*AIM:* Update everything from the start of the entries down through the line containing "54 0 300 116" by replacing "white post" with "wooden post", and leave all else unchanged.

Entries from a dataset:
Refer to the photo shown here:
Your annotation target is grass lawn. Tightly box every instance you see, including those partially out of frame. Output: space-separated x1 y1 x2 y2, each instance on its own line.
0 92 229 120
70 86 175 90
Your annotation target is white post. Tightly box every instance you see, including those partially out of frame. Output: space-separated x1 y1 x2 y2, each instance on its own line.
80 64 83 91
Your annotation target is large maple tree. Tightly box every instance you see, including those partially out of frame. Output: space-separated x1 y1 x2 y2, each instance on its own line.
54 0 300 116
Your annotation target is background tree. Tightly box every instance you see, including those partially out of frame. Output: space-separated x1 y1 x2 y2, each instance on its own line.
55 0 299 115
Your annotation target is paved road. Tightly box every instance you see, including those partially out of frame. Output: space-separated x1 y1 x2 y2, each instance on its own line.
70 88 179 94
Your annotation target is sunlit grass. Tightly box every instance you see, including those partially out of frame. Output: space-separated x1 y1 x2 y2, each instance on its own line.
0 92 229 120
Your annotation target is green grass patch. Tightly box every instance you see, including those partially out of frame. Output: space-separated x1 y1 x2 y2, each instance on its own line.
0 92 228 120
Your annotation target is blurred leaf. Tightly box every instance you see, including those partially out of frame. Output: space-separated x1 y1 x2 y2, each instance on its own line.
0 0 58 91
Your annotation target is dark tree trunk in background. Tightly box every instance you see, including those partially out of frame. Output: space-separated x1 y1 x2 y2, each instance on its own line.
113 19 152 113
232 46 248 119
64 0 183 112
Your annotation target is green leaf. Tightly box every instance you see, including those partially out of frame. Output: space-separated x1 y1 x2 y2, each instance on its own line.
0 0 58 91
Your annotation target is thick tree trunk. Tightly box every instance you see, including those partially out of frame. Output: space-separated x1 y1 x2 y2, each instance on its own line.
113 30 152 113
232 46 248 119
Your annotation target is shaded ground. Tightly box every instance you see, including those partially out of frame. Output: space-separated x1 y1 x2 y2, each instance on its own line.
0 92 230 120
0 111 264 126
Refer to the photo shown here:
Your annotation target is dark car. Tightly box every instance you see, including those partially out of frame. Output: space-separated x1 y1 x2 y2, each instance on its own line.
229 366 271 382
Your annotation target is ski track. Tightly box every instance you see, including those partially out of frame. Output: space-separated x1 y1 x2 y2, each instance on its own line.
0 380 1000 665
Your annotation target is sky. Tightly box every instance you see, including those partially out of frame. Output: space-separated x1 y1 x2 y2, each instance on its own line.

*OUTPUT BELOW:*
Refer to the photo shown here:
Your annotation target is grass lawn. Tightly box every instance you see, including those partially out of frame. Output: space-separated x1 y1 x2 y2, each instance on its own line.
0 92 229 120
70 86 175 90
Your annotation target is wooden post. Tightly box every instance you see, including those partially out of frame. Output: space-separated x1 y1 x2 y2, each instance on its own line.
80 64 83 91
Your annotation target is large maple tree. Tightly box every instance you see, including those partially out of frame. Output: space-separated x1 y1 x2 y2, each instance on its own line.
54 0 300 116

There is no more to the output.